▶ THE TASK
List every elementary matrix that is labeled with a subscripted letter in the matrix-factorization thread below.

Finding a matrix U such that B=UA.
A= \begin{bmatrix} 1 & 0 & 1 \\ 2 & 3 & 1 \\ \end{bmatrix}B= \begin{bmatrix} 1 & 3 & 0 \\ 4 & 3 & 3 \\ \end{bmatrix}
How does one go about solving this problem?
Find the matrix U such that B=UA and express U as a product of elementary matrices.
Basically, I tried solving the problem using trial and error trying to go from A to B and applying those elementary row operation to the identity matrix to make U. However, this method is still not efficient enough in my head.
So, is there a faster method? (Even by trial and error, I could not find the matrix. I am not good with trial and error.)
$\endgroup$4 Answers
$\begingroup$Hint: (the first two columns of $B$) is $U$ times (the first two columns of $A$). If the first two columns of $A$ formed the identity matrix, $U$ would just be the first two columns of $B$. It isn't, but you can take some row operations...
EDIT: In row reduction of $A$, the first step might be subtracting $2$ times row $1$ from row $2$. This is accomplished by the matrix multiplication $E_1 A$, where $E_1$ is the elementary matrix $\pmatrix{1 & 0\cr -2 & 1\cr}$.
One more row operation, corresponding to an elementary matrix $E_2$, gives you
a matrix whose first two columns are the identity, i.e.
$$E_2 E_1 A = \pmatrix{1 & 0 & *\cr 0 & 1 & *\cr}$$
(where I'm not specifying what the $*$ entries are).
Similarly, there are elementary matrices $E_3$, $E_4$ such that the first two
columns of $E_3 E_4 B$ form the identity matrix. If it happens that
$E_3 E_4 B = E_1 E_2 A$ (which is something you should check!), then
$B = E_4^{-1} E_3^{-1} E_1 E_2 A$, so you can take $U = E_4^{-1} E_3^{-1} E_1 E_2$ (note that the inverse of an elementary matrix is an elementary matrix).

▶ DATASET CONTENT
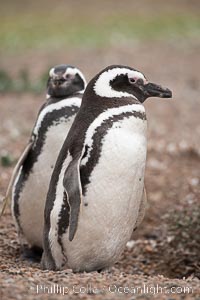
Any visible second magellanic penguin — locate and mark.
[11,65,86,253]
[42,65,172,272]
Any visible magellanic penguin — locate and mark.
[41,65,172,272]
[7,65,86,249]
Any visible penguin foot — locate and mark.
[21,246,43,263]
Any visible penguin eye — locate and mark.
[128,78,136,84]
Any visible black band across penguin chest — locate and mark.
[80,111,146,196]
[14,101,79,226]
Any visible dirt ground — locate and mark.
[0,15,200,300]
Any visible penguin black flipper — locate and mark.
[63,156,82,241]
[0,136,35,217]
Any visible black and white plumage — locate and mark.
[42,66,171,272]
[11,65,86,248]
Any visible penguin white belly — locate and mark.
[62,117,146,271]
[14,118,73,247]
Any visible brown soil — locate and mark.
[0,27,200,299]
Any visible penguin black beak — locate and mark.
[140,82,172,98]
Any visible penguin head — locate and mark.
[47,65,86,97]
[92,65,172,103]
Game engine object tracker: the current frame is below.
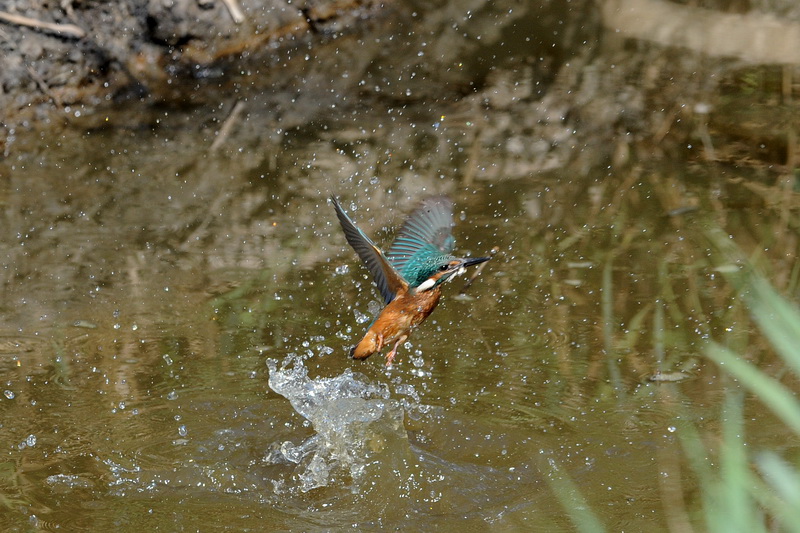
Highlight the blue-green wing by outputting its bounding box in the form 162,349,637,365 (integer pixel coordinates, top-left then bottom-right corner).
386,196,455,279
331,196,408,304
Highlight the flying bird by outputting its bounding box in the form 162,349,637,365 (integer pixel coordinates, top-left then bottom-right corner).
331,196,491,366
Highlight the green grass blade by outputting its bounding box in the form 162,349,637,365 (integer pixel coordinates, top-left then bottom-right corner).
706,343,800,435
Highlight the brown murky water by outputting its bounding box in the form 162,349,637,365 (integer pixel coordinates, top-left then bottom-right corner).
0,2,797,531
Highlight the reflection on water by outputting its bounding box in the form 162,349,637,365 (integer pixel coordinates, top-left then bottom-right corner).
0,1,800,531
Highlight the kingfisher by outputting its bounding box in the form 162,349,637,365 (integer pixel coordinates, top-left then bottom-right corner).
331,195,491,367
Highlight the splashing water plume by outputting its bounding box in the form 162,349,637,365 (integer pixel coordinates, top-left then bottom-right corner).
267,356,414,493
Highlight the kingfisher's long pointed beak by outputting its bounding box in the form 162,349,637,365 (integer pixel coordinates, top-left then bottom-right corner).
461,257,491,268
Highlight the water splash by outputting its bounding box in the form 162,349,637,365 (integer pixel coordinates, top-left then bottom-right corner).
266,357,412,492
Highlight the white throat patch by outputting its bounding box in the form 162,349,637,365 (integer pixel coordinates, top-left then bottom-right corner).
417,278,436,292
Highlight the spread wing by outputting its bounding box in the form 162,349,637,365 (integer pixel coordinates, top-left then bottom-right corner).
386,196,455,279
331,196,408,304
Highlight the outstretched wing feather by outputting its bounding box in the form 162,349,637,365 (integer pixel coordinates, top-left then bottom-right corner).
386,196,455,277
331,196,408,304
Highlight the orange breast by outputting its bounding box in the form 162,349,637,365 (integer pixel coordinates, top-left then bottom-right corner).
352,287,442,359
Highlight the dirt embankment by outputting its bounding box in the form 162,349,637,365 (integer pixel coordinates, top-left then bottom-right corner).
0,0,387,151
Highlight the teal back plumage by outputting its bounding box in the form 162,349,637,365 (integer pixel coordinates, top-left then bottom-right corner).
386,196,456,287
331,196,456,304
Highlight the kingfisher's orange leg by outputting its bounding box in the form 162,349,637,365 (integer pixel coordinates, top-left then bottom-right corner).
386,335,408,366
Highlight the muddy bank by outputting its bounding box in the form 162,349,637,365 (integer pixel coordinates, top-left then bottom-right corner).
0,0,392,147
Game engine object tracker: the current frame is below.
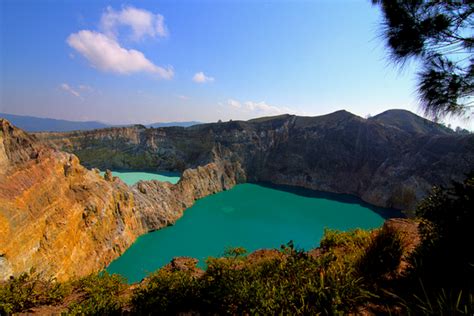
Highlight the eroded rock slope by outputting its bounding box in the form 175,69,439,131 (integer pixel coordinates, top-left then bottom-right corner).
0,119,245,280
39,110,474,209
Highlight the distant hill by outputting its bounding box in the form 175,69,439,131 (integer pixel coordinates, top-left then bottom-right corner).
0,113,110,132
0,113,201,132
146,121,202,128
369,110,454,135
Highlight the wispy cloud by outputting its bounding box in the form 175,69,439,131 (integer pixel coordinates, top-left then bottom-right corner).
78,84,94,92
100,6,168,41
67,30,174,79
66,6,174,79
226,99,292,116
59,83,82,99
193,71,214,83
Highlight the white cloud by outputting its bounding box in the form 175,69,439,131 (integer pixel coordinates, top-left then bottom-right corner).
193,71,214,83
226,99,292,116
100,6,168,41
78,84,94,92
227,99,242,109
59,83,82,99
67,30,174,79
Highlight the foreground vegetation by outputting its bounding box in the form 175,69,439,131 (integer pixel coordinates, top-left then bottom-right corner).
0,175,474,315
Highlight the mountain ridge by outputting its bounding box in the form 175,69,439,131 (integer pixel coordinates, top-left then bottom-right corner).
40,110,474,209
0,113,201,132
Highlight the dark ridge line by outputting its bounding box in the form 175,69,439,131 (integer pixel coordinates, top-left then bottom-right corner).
247,181,407,220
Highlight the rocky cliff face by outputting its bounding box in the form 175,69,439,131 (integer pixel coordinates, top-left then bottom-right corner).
0,119,245,280
39,110,474,209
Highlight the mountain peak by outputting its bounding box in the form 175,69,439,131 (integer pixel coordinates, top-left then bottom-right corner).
369,109,453,135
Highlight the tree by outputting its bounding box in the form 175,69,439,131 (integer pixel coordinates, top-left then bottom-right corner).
372,0,474,119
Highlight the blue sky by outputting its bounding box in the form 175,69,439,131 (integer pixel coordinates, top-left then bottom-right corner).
0,0,469,127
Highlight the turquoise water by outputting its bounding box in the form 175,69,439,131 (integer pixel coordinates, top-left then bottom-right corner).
100,171,180,185
107,184,383,282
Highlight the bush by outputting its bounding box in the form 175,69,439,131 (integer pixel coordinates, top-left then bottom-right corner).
356,226,404,281
132,269,199,315
69,272,127,315
411,173,474,290
132,237,376,315
0,271,70,315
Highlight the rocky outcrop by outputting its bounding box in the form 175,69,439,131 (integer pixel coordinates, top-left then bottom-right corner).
39,110,474,209
0,119,245,280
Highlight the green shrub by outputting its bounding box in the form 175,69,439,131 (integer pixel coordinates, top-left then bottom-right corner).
356,226,404,281
132,269,199,315
69,272,127,315
0,271,70,315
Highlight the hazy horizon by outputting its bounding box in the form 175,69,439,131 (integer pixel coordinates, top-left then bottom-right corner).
0,0,473,130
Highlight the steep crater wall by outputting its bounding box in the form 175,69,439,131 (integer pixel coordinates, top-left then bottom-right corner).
40,110,474,209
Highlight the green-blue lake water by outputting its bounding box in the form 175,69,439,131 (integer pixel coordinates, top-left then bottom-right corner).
100,171,180,185
107,184,384,282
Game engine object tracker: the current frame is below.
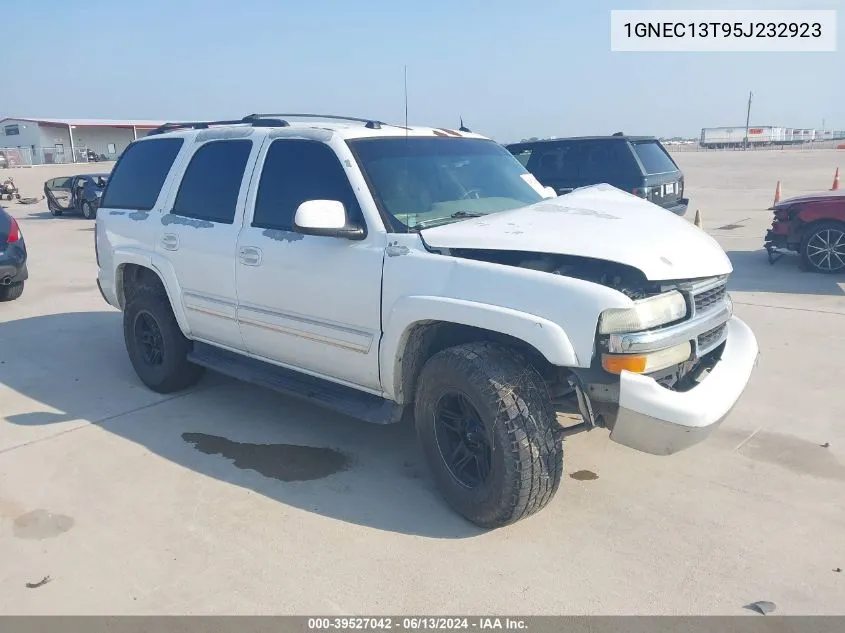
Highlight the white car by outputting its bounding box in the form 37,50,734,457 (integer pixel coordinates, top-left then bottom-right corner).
96,115,758,528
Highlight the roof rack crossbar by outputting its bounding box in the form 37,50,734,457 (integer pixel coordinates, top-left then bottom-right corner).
148,117,288,136
244,113,387,130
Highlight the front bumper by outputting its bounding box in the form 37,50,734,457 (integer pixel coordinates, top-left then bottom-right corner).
610,317,759,455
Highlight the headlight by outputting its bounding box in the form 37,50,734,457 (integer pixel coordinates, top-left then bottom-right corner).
599,290,687,334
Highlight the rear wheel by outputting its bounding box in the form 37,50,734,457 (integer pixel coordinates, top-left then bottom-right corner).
0,281,24,301
801,222,845,273
82,200,97,220
123,285,203,393
414,343,563,528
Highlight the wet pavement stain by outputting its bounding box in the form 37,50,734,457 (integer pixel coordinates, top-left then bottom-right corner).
182,433,349,481
14,509,74,541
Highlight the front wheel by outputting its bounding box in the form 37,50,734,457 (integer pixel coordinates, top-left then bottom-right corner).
801,222,845,273
414,343,563,528
123,286,203,393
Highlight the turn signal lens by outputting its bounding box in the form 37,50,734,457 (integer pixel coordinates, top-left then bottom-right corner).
601,342,692,374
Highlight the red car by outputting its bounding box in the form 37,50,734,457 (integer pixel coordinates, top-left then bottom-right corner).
765,190,845,273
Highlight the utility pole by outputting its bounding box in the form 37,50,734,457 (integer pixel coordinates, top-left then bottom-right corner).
742,92,754,150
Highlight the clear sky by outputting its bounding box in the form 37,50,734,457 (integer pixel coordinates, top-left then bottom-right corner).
0,0,845,142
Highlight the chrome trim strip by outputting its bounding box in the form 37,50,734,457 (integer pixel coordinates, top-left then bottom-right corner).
237,305,373,354
694,326,728,358
677,275,728,295
608,301,733,354
185,304,235,322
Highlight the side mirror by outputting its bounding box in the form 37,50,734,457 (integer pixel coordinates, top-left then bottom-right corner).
293,200,364,240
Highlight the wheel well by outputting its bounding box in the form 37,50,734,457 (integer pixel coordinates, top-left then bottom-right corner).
117,264,167,309
395,321,563,404
796,217,845,240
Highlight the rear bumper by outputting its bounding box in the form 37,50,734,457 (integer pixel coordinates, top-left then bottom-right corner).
665,198,689,216
97,268,121,310
0,254,29,283
610,317,759,455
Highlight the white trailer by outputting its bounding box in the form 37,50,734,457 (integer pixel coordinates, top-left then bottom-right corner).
700,125,787,149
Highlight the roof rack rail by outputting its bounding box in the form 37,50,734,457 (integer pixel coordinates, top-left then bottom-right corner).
147,117,289,136
244,113,387,130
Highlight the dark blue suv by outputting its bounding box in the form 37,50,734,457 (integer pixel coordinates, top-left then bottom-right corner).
506,134,689,215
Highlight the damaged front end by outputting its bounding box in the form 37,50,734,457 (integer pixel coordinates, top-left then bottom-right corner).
449,249,733,435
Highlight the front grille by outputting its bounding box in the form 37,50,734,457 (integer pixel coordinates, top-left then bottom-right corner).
698,323,728,352
693,283,728,312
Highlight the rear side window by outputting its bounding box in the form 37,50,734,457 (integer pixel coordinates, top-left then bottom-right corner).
102,138,183,211
252,139,361,231
631,141,678,174
528,142,580,182
580,141,637,184
171,140,252,224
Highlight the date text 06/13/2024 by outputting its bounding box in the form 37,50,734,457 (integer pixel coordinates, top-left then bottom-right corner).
308,616,527,631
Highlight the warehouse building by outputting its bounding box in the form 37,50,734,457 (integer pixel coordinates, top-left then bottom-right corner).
0,118,163,165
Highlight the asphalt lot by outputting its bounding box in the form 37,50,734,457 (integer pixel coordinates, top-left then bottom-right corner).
0,150,845,615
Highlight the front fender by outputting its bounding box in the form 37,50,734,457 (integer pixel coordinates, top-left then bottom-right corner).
379,296,578,398
113,248,190,336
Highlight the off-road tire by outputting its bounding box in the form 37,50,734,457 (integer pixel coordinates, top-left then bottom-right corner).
414,342,563,528
0,281,24,301
81,200,97,220
123,285,203,393
801,220,845,274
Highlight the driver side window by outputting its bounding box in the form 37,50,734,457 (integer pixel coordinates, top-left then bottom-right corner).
247,139,364,231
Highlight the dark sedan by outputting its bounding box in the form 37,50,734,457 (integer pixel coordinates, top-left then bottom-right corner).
44,174,109,220
0,207,29,301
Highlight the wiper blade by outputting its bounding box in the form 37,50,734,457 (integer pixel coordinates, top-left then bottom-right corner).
409,211,486,231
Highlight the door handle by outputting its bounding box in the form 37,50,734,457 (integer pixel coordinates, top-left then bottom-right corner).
238,246,261,266
161,233,179,251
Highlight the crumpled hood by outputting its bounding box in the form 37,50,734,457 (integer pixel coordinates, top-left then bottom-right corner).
420,184,733,281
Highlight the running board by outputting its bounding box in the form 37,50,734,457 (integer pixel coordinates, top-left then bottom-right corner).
188,342,403,424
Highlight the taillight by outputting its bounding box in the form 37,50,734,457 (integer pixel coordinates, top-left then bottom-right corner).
6,216,21,244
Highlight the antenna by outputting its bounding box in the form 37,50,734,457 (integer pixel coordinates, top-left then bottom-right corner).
405,65,408,128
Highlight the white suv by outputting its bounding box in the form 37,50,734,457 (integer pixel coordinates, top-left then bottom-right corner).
96,115,758,528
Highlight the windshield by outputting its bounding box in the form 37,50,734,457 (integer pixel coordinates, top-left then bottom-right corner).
632,141,678,174
349,137,543,231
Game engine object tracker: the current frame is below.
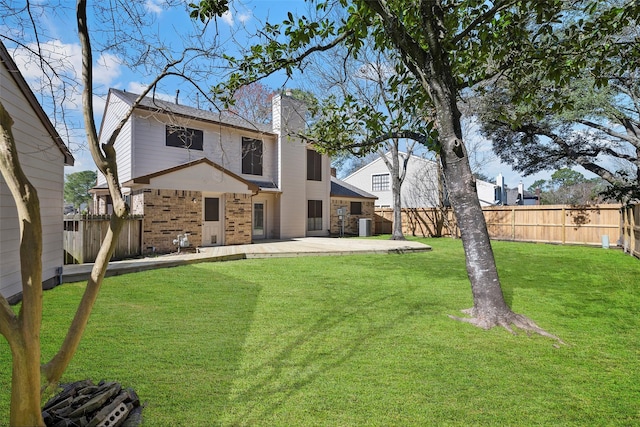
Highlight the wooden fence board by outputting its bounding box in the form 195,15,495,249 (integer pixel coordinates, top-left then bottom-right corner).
376,204,620,250
620,205,640,257
64,216,142,264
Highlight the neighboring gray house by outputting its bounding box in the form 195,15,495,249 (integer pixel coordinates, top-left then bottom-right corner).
93,89,331,252
0,42,74,302
344,153,496,208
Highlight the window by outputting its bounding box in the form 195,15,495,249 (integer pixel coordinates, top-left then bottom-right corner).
307,200,322,231
242,136,262,175
371,173,389,191
307,150,322,181
166,125,203,151
204,197,220,221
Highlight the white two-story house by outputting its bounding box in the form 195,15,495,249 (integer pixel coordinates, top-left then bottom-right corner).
93,89,331,253
344,153,498,209
0,42,74,303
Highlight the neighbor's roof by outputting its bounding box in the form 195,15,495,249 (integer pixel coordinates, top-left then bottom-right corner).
109,88,274,134
0,41,75,166
331,176,378,199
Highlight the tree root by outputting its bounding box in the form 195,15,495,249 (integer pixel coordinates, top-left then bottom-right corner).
449,308,566,345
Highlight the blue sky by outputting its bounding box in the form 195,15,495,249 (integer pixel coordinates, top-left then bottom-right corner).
0,0,550,188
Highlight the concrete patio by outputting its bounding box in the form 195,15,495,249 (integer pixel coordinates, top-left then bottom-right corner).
62,237,431,283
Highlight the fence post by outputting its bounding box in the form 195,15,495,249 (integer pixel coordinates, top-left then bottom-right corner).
561,206,567,245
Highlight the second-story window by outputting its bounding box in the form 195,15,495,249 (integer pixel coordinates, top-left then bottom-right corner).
371,173,389,191
166,125,204,151
242,136,262,175
307,150,322,181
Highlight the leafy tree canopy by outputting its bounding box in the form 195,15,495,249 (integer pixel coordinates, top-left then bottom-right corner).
64,171,98,208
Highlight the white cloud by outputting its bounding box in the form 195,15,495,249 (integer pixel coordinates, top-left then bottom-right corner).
221,10,233,27
93,53,122,87
126,82,176,102
144,0,165,15
238,12,252,24
12,40,122,114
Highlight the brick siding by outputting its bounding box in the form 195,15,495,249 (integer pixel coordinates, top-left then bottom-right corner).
330,197,375,235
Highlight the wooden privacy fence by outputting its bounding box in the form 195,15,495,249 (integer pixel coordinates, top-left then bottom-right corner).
64,215,142,264
621,205,640,257
376,204,620,247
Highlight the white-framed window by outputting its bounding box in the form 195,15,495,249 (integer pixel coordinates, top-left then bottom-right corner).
371,173,391,191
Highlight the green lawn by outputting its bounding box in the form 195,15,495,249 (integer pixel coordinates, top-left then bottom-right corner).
0,239,640,426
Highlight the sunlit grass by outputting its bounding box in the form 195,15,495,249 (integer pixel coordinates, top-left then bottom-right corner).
0,239,640,426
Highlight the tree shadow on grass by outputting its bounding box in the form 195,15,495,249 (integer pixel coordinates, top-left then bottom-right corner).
38,266,262,425
219,289,413,425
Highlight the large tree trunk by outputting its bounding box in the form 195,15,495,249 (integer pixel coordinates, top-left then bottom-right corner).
390,148,405,240
367,0,557,339
0,103,44,426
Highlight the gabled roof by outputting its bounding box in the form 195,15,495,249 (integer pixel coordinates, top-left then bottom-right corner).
122,158,260,193
107,88,274,134
345,151,435,179
331,176,378,200
0,41,75,166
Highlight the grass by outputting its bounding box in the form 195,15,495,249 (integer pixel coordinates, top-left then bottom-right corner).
0,239,640,426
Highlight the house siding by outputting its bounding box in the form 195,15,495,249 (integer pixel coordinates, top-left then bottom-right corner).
97,94,133,186
94,90,331,251
0,54,64,298
331,197,375,235
343,154,438,208
273,96,331,239
125,108,276,182
140,189,202,253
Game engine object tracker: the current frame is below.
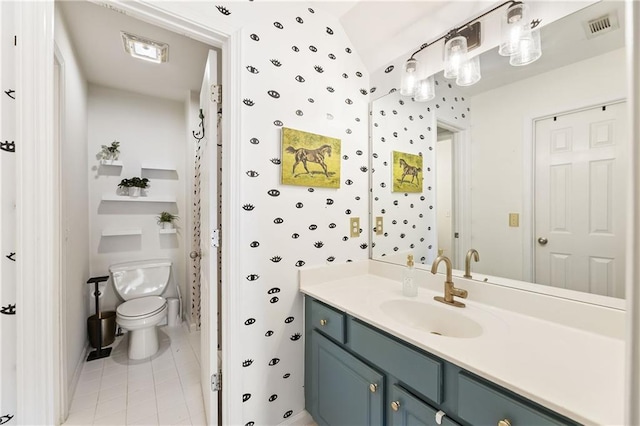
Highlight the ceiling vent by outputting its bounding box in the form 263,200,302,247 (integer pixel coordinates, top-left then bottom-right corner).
583,14,620,39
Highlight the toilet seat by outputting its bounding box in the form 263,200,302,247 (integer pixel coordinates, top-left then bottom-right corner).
116,296,167,319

▶ CORRECT RESULT
E_1, E_2, E_3, E_4